== DATA SHOWN ==

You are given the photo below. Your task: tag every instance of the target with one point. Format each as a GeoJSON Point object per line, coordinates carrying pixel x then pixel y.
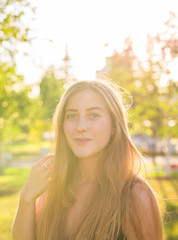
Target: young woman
{"type": "Point", "coordinates": [91, 189]}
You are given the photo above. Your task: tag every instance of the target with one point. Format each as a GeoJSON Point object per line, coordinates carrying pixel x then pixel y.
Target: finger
{"type": "Point", "coordinates": [48, 164]}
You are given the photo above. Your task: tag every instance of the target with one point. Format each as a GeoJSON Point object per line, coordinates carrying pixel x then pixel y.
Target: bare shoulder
{"type": "Point", "coordinates": [142, 192]}
{"type": "Point", "coordinates": [145, 219]}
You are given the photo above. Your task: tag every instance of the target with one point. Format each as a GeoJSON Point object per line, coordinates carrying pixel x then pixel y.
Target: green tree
{"type": "Point", "coordinates": [154, 104]}
{"type": "Point", "coordinates": [13, 94]}
{"type": "Point", "coordinates": [51, 90]}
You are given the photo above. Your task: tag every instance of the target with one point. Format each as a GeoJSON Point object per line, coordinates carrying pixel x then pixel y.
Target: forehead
{"type": "Point", "coordinates": [86, 98]}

===

■ WHAT TO DO:
Give the rows above as a two-column CSV with the headers request and answer. Put each row on one line, with each field quoted, line breaks turned into spaces, and the pictures left out.

■ COMPLETED TASK:
request,answer
"You are given the photo below. Your task: tag every instance of the target with one point. Format each as a GeoJSON Point object per line, coordinates carrying pixel x then pixel y. Target: young woman","{""type"": ""Point"", ""coordinates"": [91, 189]}"
"You are given the photo above. Your task: tag every instance of the target with one point. Format each as a GeoJSON Point object per line, coordinates carrying pixel x then pixel y. Target: finger","{""type"": ""Point"", ""coordinates"": [48, 164]}"
"You are given the photo above. Your task: tag every instance of the target with one point. Format each as a GeoJSON Point object per line, coordinates carrying pixel x then pixel y. Target: bare shoulder","{""type"": ""Point"", ""coordinates"": [142, 192]} {""type"": ""Point"", ""coordinates"": [145, 219]}"
"You are given the photo above. Your task: tag every instance of the target with one point. Format each as a GeoJSON Point object per line, coordinates carrying pixel x then pixel y. Target: green tree","{""type"": ""Point"", ""coordinates"": [154, 104]} {""type"": ""Point"", ""coordinates"": [13, 94]} {""type"": ""Point"", ""coordinates"": [51, 90]}"
"You are given the photo above. Your task: tag every instance of the target with one point. Format each as a GeoJSON Point object per line, coordinates carrying pixel x then pixel y. Target: forehead","{""type"": ""Point"", ""coordinates"": [86, 98]}"